Work to be completed: Would you please transcribe the data in full and exactly, excluding images?
+-------+
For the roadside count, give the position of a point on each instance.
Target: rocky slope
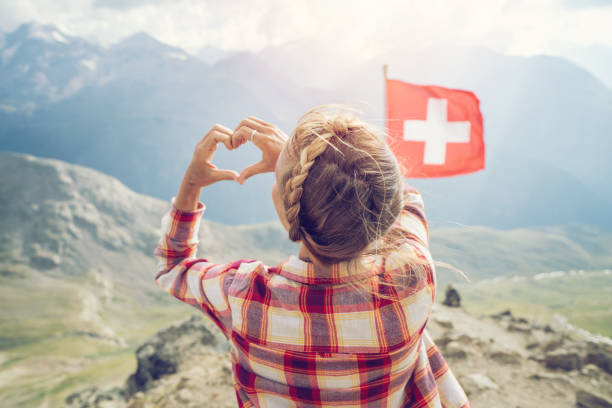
(501, 361)
(77, 296)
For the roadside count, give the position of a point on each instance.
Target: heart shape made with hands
(267, 137)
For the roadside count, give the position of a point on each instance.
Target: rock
(586, 399)
(552, 344)
(564, 360)
(94, 398)
(591, 370)
(551, 377)
(452, 298)
(506, 356)
(521, 327)
(477, 382)
(455, 350)
(443, 322)
(599, 355)
(506, 314)
(162, 354)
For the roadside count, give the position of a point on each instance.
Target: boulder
(600, 355)
(563, 359)
(162, 354)
(586, 399)
(477, 382)
(452, 298)
(455, 350)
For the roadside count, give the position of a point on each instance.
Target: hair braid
(293, 186)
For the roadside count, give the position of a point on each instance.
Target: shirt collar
(306, 272)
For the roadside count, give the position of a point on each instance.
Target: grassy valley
(76, 275)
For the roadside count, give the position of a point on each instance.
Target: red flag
(434, 131)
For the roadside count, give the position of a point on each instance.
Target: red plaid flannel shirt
(303, 336)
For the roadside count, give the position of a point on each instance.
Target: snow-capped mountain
(135, 110)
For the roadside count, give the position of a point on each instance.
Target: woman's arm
(193, 280)
(413, 215)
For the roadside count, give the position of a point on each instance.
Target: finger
(240, 135)
(221, 136)
(262, 122)
(271, 127)
(225, 174)
(255, 125)
(253, 169)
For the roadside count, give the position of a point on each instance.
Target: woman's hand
(201, 172)
(267, 137)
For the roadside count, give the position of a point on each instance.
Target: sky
(576, 29)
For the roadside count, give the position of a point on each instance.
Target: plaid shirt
(303, 336)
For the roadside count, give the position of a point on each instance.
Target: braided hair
(344, 191)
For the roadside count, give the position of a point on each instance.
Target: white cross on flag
(434, 131)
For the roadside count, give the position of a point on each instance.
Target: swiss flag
(434, 131)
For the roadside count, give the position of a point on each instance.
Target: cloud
(125, 4)
(577, 4)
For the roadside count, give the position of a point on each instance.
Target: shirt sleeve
(195, 281)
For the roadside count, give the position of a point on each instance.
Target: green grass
(585, 300)
(43, 358)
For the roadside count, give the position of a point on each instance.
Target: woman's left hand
(201, 171)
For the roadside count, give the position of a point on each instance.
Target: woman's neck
(306, 255)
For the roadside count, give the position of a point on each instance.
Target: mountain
(492, 357)
(76, 275)
(136, 109)
(76, 272)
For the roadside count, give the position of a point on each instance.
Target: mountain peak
(48, 33)
(139, 40)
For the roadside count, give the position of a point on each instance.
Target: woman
(343, 322)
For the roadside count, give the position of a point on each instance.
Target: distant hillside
(492, 357)
(136, 109)
(76, 275)
(76, 271)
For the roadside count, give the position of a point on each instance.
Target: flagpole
(386, 113)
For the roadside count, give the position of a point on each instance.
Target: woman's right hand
(267, 137)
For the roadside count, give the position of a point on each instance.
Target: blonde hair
(344, 193)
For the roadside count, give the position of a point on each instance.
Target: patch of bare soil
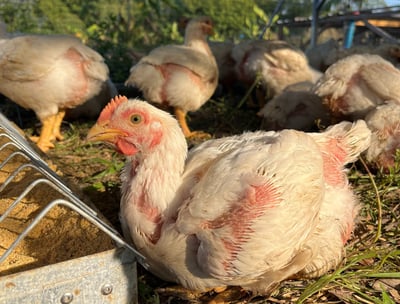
(94, 169)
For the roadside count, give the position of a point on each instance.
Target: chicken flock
(248, 210)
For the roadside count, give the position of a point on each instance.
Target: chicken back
(182, 76)
(248, 210)
(49, 74)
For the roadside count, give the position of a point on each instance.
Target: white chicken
(49, 74)
(297, 107)
(182, 76)
(384, 122)
(246, 210)
(275, 63)
(356, 84)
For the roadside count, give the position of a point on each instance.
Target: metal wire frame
(50, 178)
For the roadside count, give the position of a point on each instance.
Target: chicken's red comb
(111, 106)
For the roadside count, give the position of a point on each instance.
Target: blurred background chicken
(226, 65)
(384, 122)
(275, 64)
(49, 74)
(296, 107)
(249, 210)
(182, 76)
(356, 84)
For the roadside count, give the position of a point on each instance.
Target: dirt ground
(94, 172)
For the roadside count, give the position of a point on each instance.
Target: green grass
(373, 254)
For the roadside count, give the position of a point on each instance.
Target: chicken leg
(56, 134)
(46, 134)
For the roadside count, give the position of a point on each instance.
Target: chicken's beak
(103, 133)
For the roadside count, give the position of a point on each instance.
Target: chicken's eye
(136, 118)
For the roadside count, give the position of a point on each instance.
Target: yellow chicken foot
(181, 117)
(46, 134)
(57, 126)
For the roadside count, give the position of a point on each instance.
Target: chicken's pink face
(127, 126)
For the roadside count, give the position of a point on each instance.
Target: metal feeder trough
(105, 277)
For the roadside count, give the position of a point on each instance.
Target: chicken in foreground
(248, 210)
(355, 85)
(49, 74)
(384, 122)
(182, 76)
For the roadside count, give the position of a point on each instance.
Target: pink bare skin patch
(125, 147)
(75, 57)
(168, 69)
(152, 214)
(109, 109)
(333, 160)
(256, 200)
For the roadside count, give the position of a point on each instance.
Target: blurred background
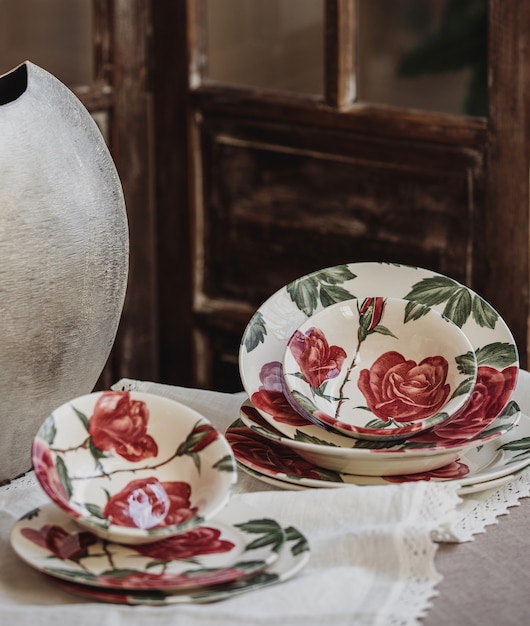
+-------+
Answer box:
For the roadside count, give the position of a point on each instance.
Target: rocky slope
(501, 361)
(77, 296)
For the roadside count, give the position of a point on each instance.
Target: heart shape made with hands
(267, 137)
For the roadside count, give the position of a point on each instance.
Target: rock
(586, 399)
(552, 344)
(564, 360)
(94, 398)
(591, 370)
(551, 377)
(452, 298)
(506, 356)
(521, 327)
(477, 382)
(455, 350)
(443, 322)
(599, 355)
(506, 314)
(162, 354)
For the roadside count, give the position of a point on each instance.
Target: boulder
(600, 355)
(563, 359)
(162, 354)
(586, 399)
(477, 382)
(452, 298)
(455, 350)
For the roadside count, give the position of a point on each instance.
Target: hair braid
(293, 186)
For the roadside count, give the position of a point on each instance.
Target: shirt collar
(306, 272)
For the roadside count, give the position of a point on each instance.
Target: grassy valley
(76, 275)
For the roadside count, give the position of a point on each instance.
Target: red flag
(434, 131)
For the roadside count, give the position of a point on each instance.
Target: red plaid flannel shirt
(303, 336)
For the roadside count, give the position of a point on each instance.
Target: snow-capped mountain
(135, 110)
For the roadside count, give the position of a point on each instance.
Target: woman's arm
(193, 280)
(413, 215)
For the roadside count, give the position of a point on each instance.
Target: finger
(240, 135)
(221, 136)
(262, 122)
(271, 127)
(225, 174)
(255, 125)
(253, 169)
For the roadside count, give the position of a point on each instance.
Target: woman's hand
(201, 172)
(267, 137)
For the roadside count, give the position of a point on each instance.
Target: sky
(576, 29)
For the roadside count, give the position of a point on each instance.
Target: plaid shirt
(303, 336)
For the roadside count, give the position of a point on each instance.
Target: braided hair
(344, 191)
For the roadside count, give the position of a point on each instance.
Target: white cross on flag
(434, 131)
For the roadside count, give the position of a point on each instance.
Target: swiss flag
(434, 131)
For the roadside count, give the position of a point on each instance.
Target: cloud
(125, 4)
(577, 4)
For the roadside count, give the position of a point on each instance.
Target: shirt sleeve
(195, 281)
For the roadside count, give the position of a point on each instance.
Target: green grass
(585, 300)
(43, 358)
For the roadside count, give the position of a point on each instance.
Target: woman's left hand
(201, 171)
For the roadside count, give the position of a point on each instance.
Target: woman's neck
(306, 255)
For the roadside count, give the position of a point on each instance.
Target: mountain
(492, 357)
(76, 275)
(136, 109)
(76, 272)
For the roadside count, give the position of a point on each instance.
Target: mountain peak
(48, 33)
(139, 40)
For the roadside count, give the position of a point on each instance.
Target: woman
(343, 322)
For the roadside count, give the position of a point on each instance.
Target: distant hillside
(492, 357)
(136, 109)
(76, 275)
(76, 271)
For the roadside count, give the position of a point on each instance.
Target: flagpole
(386, 113)
For the roadside count, give the position of a point on each instance.
Target: woman's right hand
(267, 137)
For the roadside count, give the position of a point on each instance.
Target: blonde hair
(344, 193)
For the roadside count, give the position of a point on each instance.
Target: patch of bare soil
(94, 169)
For the roadside count, give the position of a point on each instance.
Target: chicken flock
(248, 210)
For the roadside count, give the position of a point on each instance.
Target: chicken back
(182, 76)
(248, 210)
(49, 74)
For the roadside count, give the position of a point on each instance.
Target: white chicken
(49, 74)
(297, 107)
(182, 76)
(384, 122)
(246, 210)
(275, 63)
(356, 84)
For the roadside count, give the position of a point on each instance.
Target: metal wire frame
(50, 178)
For the roadside count, give the position of a point on each instance.
Target: chicken's red comb
(111, 106)
For the roadside count, give the position of a point on each instance.
Target: blurred background chicken
(226, 65)
(384, 122)
(275, 64)
(49, 74)
(296, 107)
(249, 210)
(182, 76)
(356, 84)
For the roadside count, give the position of a point on each instance.
Target: dirt ground
(94, 172)
For the roadside count, give the position of a point on each instance.
Target: green grass
(373, 254)
For the roadside count, give the position of a point on each instance.
Target: chicken leg
(56, 134)
(46, 134)
For the roadside count, give the position of a point on each instance.
Target: chicken's beak
(103, 133)
For the roadside count, give the position of a point on each instance.
Target: chicken's eye
(136, 118)
For the roadside count, give the position of a point on each instance.
Target: yellow chicken foot
(181, 117)
(46, 134)
(57, 126)
For the roadside count, give the position of a point on each instance.
Target: chicken's pink face
(127, 126)
For the roadside count, give the position of a point on each instance.
Target: metal feeder trough
(105, 277)
For the roadside count, give the position of a point on each instance.
Target: chicken in foreground
(248, 210)
(355, 85)
(49, 74)
(384, 122)
(182, 76)
For the roadside count, give the position of a point on each instance.
Target: pink bare skin patch
(125, 147)
(75, 57)
(168, 69)
(152, 214)
(109, 109)
(333, 160)
(256, 200)
For the roadside count, give the position of a point on each instance.
Target: blurred background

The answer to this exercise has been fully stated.